Data to examine:
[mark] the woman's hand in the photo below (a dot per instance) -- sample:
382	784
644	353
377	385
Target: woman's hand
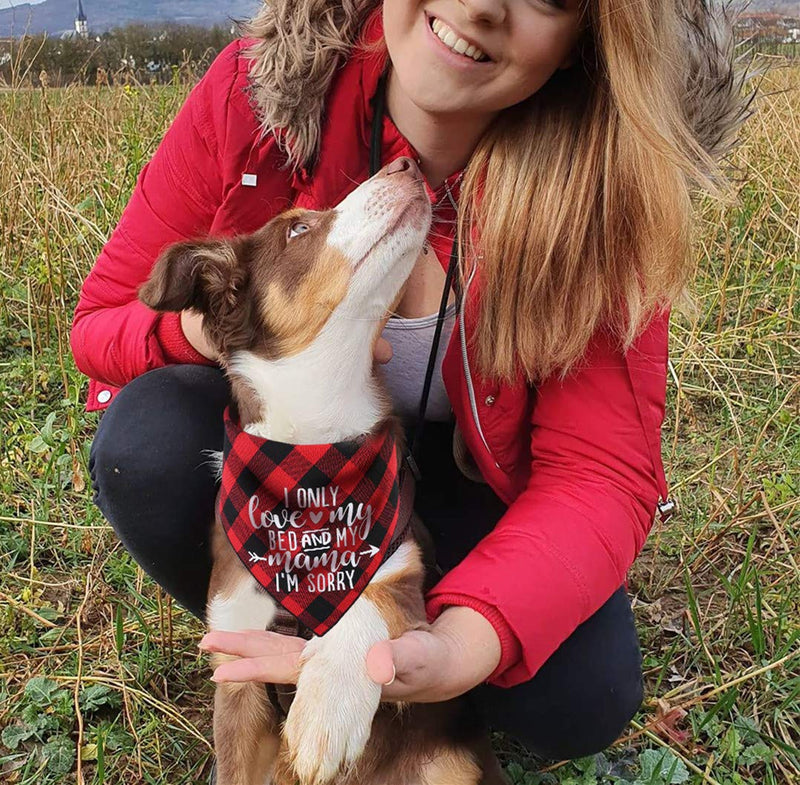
458	652
192	326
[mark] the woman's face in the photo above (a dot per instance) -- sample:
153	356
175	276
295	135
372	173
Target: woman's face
521	44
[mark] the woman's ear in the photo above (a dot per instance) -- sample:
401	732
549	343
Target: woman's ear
192	275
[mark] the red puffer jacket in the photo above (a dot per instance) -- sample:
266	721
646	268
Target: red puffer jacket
577	461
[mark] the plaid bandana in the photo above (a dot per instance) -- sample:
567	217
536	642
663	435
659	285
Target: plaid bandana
311	522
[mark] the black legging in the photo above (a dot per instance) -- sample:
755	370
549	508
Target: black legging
153	483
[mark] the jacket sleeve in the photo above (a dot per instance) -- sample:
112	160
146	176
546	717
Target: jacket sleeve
567	541
114	337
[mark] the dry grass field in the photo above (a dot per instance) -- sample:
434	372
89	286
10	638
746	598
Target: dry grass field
100	677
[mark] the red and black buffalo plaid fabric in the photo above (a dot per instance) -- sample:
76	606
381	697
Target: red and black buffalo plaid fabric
311	522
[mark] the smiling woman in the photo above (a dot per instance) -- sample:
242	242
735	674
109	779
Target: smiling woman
563	141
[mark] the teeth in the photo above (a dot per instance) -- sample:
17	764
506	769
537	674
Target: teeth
450	39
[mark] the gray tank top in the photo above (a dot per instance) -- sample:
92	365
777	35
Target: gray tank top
404	374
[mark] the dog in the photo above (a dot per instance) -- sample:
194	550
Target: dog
294	311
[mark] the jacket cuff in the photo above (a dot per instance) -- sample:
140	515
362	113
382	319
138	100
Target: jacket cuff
510	647
174	344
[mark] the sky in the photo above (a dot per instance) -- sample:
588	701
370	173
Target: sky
9	3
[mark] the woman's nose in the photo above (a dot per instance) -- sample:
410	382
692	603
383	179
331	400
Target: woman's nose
492	11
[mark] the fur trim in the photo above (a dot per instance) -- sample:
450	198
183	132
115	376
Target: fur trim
301	43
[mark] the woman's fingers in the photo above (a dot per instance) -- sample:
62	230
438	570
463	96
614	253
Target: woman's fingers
409	667
266	656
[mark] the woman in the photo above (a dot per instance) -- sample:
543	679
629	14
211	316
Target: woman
566	134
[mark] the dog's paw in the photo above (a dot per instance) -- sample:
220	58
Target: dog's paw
330	720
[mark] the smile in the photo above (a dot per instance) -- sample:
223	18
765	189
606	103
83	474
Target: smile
455	43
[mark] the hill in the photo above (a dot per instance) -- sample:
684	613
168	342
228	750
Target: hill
57	16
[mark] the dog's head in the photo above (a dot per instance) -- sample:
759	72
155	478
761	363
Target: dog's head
273	292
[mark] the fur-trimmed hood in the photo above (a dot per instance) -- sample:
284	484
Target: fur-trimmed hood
300	44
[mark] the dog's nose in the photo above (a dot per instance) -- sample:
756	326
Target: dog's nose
400	165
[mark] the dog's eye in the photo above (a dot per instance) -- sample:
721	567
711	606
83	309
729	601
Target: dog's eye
297	228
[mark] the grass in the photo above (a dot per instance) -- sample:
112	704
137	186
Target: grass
100	678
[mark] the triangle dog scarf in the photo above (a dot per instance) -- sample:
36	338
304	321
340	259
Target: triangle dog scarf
311	522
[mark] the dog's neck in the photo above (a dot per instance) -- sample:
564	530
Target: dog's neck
326	393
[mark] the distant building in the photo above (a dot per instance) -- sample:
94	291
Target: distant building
81	23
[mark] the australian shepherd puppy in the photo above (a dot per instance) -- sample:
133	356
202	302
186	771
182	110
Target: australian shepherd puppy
294	310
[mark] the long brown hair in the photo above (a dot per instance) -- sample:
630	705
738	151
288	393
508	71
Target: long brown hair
576	204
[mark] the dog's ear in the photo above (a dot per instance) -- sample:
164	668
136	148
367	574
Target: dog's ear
202	275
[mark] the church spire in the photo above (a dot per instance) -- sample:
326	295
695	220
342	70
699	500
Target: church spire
81	23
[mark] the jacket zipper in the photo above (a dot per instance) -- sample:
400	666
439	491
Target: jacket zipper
470	388
462	333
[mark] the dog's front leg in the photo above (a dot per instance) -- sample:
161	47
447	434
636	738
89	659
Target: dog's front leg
330	720
246	731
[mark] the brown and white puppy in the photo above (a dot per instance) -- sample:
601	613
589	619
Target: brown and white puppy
294	311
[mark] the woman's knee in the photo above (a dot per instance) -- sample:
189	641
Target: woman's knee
591	725
158	423
585	694
152	479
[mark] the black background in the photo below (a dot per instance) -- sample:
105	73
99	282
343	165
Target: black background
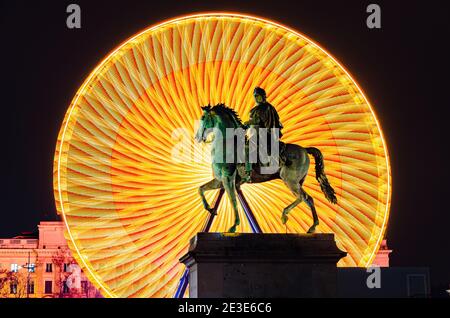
403	69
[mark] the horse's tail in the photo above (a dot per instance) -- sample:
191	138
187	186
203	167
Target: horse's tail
327	189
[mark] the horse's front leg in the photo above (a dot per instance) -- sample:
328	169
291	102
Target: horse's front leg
211	185
229	183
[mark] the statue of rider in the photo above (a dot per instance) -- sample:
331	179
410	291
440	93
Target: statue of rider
263	115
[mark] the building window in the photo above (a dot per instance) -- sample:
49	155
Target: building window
67	267
31	268
48	287
84	286
14	268
66	289
30	288
13	288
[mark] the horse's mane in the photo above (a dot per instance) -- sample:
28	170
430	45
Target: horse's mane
223	109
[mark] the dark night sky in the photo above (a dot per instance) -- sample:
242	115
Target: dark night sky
403	68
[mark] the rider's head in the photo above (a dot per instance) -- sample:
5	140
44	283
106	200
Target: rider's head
260	95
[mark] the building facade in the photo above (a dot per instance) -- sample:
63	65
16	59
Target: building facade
41	266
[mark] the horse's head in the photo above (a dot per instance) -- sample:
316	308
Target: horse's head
206	124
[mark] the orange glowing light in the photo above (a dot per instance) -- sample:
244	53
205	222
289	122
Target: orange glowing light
130	210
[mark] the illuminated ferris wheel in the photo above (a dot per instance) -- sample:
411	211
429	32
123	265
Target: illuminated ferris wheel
130	211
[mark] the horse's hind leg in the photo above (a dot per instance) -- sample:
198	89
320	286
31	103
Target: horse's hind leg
211	185
310	202
230	187
295	188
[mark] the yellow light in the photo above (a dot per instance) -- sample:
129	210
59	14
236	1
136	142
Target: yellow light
130	210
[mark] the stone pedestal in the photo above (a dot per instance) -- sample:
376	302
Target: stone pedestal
223	265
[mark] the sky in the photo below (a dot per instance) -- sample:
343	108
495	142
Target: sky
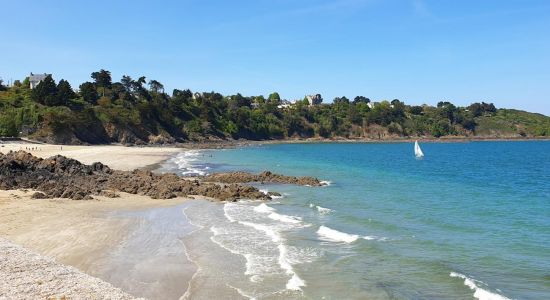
418	51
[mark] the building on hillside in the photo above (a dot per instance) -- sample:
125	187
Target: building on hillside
314	99
371	105
285	104
34	79
197	95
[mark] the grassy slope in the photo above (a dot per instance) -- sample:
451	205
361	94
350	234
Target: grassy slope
511	122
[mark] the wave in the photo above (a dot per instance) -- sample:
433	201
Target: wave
187	163
295	282
320	209
266	192
479	293
285	218
263	208
265	252
332	235
241	292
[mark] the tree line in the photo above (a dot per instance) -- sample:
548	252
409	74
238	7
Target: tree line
183	115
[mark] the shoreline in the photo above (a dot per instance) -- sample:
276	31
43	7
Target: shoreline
93	236
85	235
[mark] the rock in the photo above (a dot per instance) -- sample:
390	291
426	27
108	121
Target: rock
63	177
266	176
39	195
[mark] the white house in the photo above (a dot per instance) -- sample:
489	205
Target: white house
35	79
314	99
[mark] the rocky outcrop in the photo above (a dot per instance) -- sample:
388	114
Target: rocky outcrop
266	176
61	177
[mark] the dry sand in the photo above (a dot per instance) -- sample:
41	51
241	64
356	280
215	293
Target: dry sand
81	234
116	157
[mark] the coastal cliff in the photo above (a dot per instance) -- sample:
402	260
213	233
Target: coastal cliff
128	113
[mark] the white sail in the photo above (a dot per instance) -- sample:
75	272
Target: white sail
417	151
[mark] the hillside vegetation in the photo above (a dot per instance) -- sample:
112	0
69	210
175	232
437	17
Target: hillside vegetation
139	111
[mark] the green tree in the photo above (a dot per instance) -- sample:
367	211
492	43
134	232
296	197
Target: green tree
156	86
102	79
46	92
2	86
360	99
274	98
88	92
65	91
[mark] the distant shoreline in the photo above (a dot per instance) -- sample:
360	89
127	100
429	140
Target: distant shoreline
234	143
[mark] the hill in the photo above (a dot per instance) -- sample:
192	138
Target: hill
133	112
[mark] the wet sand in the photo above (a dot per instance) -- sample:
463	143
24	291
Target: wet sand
116	157
125	241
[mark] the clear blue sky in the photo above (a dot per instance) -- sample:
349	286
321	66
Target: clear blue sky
419	51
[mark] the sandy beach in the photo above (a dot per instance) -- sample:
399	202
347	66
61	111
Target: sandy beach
116	157
88	234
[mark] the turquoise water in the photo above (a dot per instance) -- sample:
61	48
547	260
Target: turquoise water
470	219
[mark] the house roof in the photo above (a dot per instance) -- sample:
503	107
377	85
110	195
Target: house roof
37	77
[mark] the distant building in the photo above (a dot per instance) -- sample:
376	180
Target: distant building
197	96
371	105
34	79
314	99
285	104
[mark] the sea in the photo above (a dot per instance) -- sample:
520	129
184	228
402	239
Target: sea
471	220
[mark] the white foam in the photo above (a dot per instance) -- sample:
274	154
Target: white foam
285	218
295	282
479	293
226	214
263	208
323	210
332	235
185	162
320	209
241	292
275	237
264	257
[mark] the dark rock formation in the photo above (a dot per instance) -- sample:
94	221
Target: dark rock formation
63	177
266	176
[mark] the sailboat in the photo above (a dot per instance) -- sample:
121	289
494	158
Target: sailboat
417	151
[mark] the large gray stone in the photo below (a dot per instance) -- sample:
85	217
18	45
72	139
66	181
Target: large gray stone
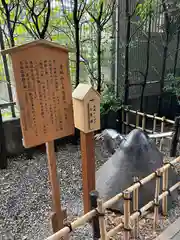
137	156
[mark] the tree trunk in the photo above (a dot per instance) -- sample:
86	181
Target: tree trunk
76	26
116	52
147	64
165	53
77	53
177	52
128	31
99	31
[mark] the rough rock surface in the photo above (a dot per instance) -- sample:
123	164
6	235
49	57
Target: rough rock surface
137	156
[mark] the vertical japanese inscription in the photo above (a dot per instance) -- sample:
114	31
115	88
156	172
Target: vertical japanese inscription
92	113
44	94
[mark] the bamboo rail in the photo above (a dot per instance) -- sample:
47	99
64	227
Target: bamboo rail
128	218
141	124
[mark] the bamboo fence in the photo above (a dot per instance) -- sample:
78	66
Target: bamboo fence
141	120
129	221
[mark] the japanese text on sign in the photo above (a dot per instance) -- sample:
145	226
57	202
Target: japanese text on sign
92	114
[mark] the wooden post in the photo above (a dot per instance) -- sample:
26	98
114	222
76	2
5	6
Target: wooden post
88	167
127	214
164	188
156	199
127	121
122	116
135	208
175	138
162	130
3	153
102	224
137	119
58	215
144	122
154	123
95	220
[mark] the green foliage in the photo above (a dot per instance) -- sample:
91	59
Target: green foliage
173	85
145	9
109	101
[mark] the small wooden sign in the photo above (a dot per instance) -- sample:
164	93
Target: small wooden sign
92	114
43	91
86	104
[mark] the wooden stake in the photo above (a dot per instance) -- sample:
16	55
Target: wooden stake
57	218
95	219
88	167
123	125
137	119
127	121
154	123
135	208
164	188
144	122
3	152
102	220
127	213
162	130
156	200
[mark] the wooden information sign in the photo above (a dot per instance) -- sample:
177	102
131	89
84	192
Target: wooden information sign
43	91
45	100
86	103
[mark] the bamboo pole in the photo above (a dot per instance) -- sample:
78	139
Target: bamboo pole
127	214
88	167
144	122
135	208
58	215
127	121
87	217
102	224
154	123
137	120
162	130
123	125
164	188
150	116
156	199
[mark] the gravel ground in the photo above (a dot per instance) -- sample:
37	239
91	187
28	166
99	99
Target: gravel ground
25	202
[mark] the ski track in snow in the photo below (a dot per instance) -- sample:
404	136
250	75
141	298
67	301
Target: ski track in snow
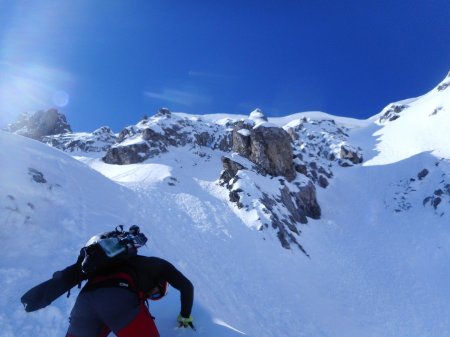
378	261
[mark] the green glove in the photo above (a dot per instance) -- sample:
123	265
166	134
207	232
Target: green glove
185	321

Exercise instructions:
Look through the entries above and work out how many lines contain the string "below". Give that number alone.

Exercise result:
5